» **Your instructions**: Images are to be dropped; everything else in the entries below must be copied exactly.

═══ Records for this exercise ═══

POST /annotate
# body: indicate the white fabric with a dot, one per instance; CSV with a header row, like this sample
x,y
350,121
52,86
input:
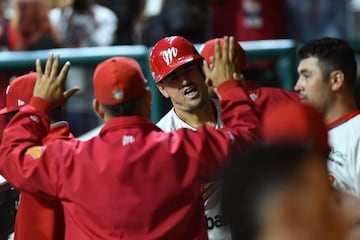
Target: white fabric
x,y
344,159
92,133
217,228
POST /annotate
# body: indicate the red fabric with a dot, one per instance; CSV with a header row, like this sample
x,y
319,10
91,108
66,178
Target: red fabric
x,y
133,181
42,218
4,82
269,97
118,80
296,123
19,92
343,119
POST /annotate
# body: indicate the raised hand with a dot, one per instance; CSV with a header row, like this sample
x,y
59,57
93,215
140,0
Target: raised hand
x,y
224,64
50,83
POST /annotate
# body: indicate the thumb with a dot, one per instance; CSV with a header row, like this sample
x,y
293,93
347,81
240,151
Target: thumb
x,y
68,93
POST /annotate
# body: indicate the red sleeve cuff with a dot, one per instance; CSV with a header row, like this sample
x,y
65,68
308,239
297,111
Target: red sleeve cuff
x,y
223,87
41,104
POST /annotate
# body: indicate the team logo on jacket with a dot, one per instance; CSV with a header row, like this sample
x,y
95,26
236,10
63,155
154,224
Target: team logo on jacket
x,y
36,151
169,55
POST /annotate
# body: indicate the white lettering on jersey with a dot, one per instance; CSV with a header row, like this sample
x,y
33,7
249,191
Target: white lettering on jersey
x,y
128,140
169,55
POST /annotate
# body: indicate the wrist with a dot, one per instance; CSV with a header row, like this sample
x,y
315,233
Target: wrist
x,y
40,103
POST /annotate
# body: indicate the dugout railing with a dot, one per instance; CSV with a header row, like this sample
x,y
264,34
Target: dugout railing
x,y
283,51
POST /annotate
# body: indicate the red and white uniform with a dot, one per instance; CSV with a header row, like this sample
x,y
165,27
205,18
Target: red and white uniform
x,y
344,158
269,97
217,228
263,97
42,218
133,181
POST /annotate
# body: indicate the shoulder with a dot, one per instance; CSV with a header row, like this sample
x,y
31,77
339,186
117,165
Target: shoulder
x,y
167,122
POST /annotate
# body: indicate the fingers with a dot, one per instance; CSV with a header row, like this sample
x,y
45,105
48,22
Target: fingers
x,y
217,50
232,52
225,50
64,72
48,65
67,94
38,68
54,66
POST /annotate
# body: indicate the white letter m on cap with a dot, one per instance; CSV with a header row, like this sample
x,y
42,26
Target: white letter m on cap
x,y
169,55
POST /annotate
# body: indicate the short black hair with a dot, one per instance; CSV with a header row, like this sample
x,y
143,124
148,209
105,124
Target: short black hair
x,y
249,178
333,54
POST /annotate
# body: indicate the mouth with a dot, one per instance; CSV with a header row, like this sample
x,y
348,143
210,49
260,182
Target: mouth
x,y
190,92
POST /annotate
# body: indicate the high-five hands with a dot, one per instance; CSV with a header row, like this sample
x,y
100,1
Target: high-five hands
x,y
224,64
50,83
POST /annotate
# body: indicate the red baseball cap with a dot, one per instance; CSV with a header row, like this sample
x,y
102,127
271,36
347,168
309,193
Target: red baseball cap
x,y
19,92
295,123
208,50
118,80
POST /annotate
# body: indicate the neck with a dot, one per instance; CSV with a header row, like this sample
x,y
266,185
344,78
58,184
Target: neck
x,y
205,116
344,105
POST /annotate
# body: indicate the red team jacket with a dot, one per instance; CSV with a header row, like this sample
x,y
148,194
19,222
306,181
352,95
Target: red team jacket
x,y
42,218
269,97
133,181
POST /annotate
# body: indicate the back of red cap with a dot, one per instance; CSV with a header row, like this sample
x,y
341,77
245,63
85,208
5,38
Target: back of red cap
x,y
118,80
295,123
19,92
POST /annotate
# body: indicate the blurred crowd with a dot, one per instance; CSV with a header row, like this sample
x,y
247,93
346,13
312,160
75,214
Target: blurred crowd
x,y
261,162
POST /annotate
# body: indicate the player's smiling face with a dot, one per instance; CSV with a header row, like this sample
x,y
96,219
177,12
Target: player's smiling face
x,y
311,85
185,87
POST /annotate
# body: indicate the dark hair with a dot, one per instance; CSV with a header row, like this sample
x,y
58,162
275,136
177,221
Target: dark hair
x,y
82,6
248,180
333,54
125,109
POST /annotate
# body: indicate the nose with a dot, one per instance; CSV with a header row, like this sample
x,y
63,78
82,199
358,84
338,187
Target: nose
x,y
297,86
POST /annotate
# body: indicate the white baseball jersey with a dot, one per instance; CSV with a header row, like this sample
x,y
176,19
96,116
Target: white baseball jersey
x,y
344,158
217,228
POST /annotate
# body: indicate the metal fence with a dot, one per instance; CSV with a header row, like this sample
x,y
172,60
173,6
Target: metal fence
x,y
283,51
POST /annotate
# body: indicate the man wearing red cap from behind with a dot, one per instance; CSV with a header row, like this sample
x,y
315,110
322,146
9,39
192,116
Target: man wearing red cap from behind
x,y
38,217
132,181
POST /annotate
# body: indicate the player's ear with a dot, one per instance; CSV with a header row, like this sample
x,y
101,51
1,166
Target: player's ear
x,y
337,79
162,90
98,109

═══

» **Output for this exercise**:
POST /annotate
# body: indicate the white fabric with a dot, one per instance; CSV with a header row, like this sample
x,y
350,121
52,86
input:
Target: white fabric
x,y
344,159
92,133
217,228
POST /annotate
# body: indicate the red fabric with a dot, one per instance; CSV with a header row, like this sample
x,y
319,10
91,108
66,178
Target: red fabric
x,y
133,181
42,218
4,82
269,97
118,80
296,123
19,92
343,119
POST /annotate
# body: indicate the raised hand with a dot, one per instance; CSV with a header row, like this sample
x,y
59,57
93,215
140,0
Target: raised hand
x,y
224,64
50,83
POST /annotate
# body: indicate the thumb with a dot, one per instance; CSV with a header row, like this sample
x,y
293,93
347,81
240,151
Target: thumb
x,y
68,93
POST /annotate
# body: indicate the red sleeve cuff with a dot, one per instance; CSV with a header row, like this sample
x,y
65,68
308,239
297,111
Target: red sleeve cuff
x,y
223,87
41,104
POST /annotate
# body: indicate the team logo on jacket with a dot, one per instance; CSV with a header row, like this sample
x,y
95,26
236,10
63,155
154,224
Target: team logo on jacket
x,y
36,151
169,55
POST /annotate
# body: indicate the white lettering on jersey with a dot, one per instance; CSV with a header row, like this sample
x,y
33,7
249,191
Target: white lettering on jersey
x,y
128,140
169,55
POST /annotate
# body: indicate the wrist with a dot, one per instance; CSV with a header row, like this sample
x,y
315,233
Target: wrist
x,y
40,103
POST /annotate
# body: indicate the dugout railing with a dot, one per instance; CSV with a header row, like this sample
x,y
264,34
Target: dugout railing
x,y
283,51
POST /annotate
# body: indicate the red and white uniform with a dot, one per instance; CSV with a header row, like this sample
x,y
165,27
205,18
Target: red and white uniform
x,y
344,158
269,97
217,228
263,97
42,218
133,181
POST /annotate
# body: indicate the shoulder with a dot, one per instance; CSV with a header row, like this sample
x,y
31,77
339,186
117,165
Target: shoulder
x,y
167,122
POST /annotate
# body: indicate the fingers with a dot, one per instance; CSV with a header row, like this sample
x,y
45,105
48,22
Target: fingers
x,y
217,50
232,52
225,50
64,72
48,65
67,94
38,68
54,66
POST /annotate
# body: indicate the white letter m on cap with a dot, one per instance; CSV with a header row, like this sample
x,y
42,26
Target: white letter m on cap
x,y
169,55
POST /annotate
# body: indicate the short black hair with a dot, one per instance; CSV with a header row, like this sample
x,y
143,124
148,209
105,124
Target: short black hair
x,y
249,178
333,54
POST /annotate
# body: indicate the mouth with a dot, one per instance; CSV with a header row, like this sample
x,y
348,143
210,49
260,182
Target: mouth
x,y
190,92
POST /annotate
# body: indicate the high-five hands with a dot, one per instance; CSV with a header row, like this sample
x,y
100,1
Target: high-five hands
x,y
224,64
50,83
POST /annotate
# body: indicate the red baseball cap with a dot, one per instance; CSV with a header row, like this sample
x,y
102,127
271,36
347,168
309,193
Target: red baseball cap
x,y
19,92
295,123
208,50
118,80
POST /annotate
# body: indicate the neck with a dot, one per instance; CSV with a header row, like this sample
x,y
266,185
344,78
58,184
Target: neck
x,y
205,116
344,105
POST /annotate
# body: indicate the red team jacket with a dot, one per instance; CSV with a header row, like this sample
x,y
148,194
19,222
306,181
352,95
Target: red team jacket
x,y
42,218
269,97
133,181
POST /annotate
# body: indicate the back of red cap with a dot, one per instance; CSV with a header row, like this sample
x,y
341,77
245,63
85,208
5,38
Target: back of red cap
x,y
118,80
295,123
19,92
POST /annotate
# body: indicate the blurred crowd with a dot, one per instance; CSV with a header row, like this sample
x,y
247,93
346,13
312,160
75,214
Target: blurred crowd
x,y
261,162
POST /annotate
# body: indicate the player's smiling face with a dot, one per instance; CSV with a header row, like this sample
x,y
96,219
177,12
Target: player's smiling face
x,y
311,85
185,87
POST /annotate
# body: indicate the dark hair with a dot, one per instance; CSV with a header row, like this sample
x,y
58,162
275,136
177,221
Target: dark hair
x,y
82,6
248,180
333,54
125,109
POST /annotate
# body: indicate the nose with a dot, one per instance; CSV with a header row, like this sample
x,y
63,78
82,199
358,84
338,187
Target: nose
x,y
297,86
POST /annotate
# body: indicate the white baseball jersey with a dot, one per instance; CSV with a header row, like this sample
x,y
176,19
96,116
Target: white baseball jersey
x,y
344,158
217,228
POST /annotate
# body: indicate the metal fence with a dot, one per instance; CSV with a header row, like this sample
x,y
172,60
173,6
Target: metal fence
x,y
283,51
POST /annotate
# body: indicate the man wearing red cap from behind with a dot, one per instance; CSV with a header row, like this sample
x,y
315,110
322,146
9,39
192,116
Target: man wearing red cap from behind
x,y
38,217
132,181
POST /annotate
# body: indicate the player's ear with a dot, one per instance; CSV with a header row, like this sample
x,y
101,51
1,166
Target: player's ear
x,y
337,79
162,90
98,109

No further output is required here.